TASK BRIEF: Copy out each line of the records below word for word.

(Contour labeling items)

# # # # #

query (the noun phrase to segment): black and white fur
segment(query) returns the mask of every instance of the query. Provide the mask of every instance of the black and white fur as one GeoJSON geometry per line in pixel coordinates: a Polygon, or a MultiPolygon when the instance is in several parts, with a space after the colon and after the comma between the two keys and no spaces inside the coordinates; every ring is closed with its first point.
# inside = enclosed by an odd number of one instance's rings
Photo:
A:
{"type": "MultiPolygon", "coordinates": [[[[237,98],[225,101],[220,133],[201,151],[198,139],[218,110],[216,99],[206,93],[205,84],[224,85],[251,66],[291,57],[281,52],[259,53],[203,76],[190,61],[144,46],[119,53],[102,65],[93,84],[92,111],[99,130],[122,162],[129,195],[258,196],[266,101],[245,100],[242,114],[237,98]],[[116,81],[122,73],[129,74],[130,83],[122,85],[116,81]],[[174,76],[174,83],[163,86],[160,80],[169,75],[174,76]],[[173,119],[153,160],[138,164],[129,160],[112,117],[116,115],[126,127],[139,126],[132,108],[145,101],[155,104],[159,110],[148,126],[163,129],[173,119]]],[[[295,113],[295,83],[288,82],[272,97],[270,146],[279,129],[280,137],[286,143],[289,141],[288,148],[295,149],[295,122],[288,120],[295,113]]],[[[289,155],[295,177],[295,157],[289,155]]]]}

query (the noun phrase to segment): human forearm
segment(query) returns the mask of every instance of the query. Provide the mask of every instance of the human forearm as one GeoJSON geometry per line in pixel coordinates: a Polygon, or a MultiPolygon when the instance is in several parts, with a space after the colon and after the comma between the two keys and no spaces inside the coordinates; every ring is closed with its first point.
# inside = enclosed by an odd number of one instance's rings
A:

# # # # #

TASK SOLUTION:
query (the noun phrase to segment): black and white fur
segment(query) returns the mask of every instance of the query. Provide the mask of every instance of the black and white fur as one GeoJSON geometry per line in pixel coordinates: a Polygon, or a MultiPolygon when the instance is in several parts, with a space after the colon and after the comma between the two keys and no spaces inside the coordinates; every ring is closed with its first point.
# inside = enclosed by an odd number of one instance's rings
Photo:
A:
{"type": "MultiPolygon", "coordinates": [[[[237,98],[225,101],[220,133],[201,151],[198,139],[218,110],[216,99],[206,93],[205,84],[224,85],[251,66],[291,57],[281,52],[259,53],[203,76],[190,61],[144,46],[119,53],[102,65],[93,84],[92,111],[99,130],[122,162],[129,195],[258,196],[266,101],[245,100],[242,114],[237,98]],[[116,81],[122,73],[129,74],[130,83],[122,85],[116,81]],[[174,76],[174,83],[163,86],[160,80],[169,75],[174,76]],[[173,119],[153,160],[138,164],[129,160],[112,117],[116,115],[126,127],[139,126],[132,108],[145,101],[155,104],[159,110],[148,126],[163,129],[173,119]]],[[[295,113],[295,83],[288,82],[272,97],[270,146],[279,129],[280,137],[286,143],[289,141],[288,148],[295,149],[295,122],[288,120],[295,113]]],[[[289,155],[295,177],[295,157],[289,155]]]]}

query (the noun phrase to segment): human forearm
segment(query) returns the mask of every instance of the query. Provide the mask of every instance of the human forearm as one GeoJSON geometry per line in pixel coordinates: a Polygon, or a MultiPolygon when the instance is in several parts, with a space after the colon and after the comma between the two keys and no spaces inside the coordinates; every ring is closed with its first point.
# inside = enclosed by an odd number of one instance's rings
A:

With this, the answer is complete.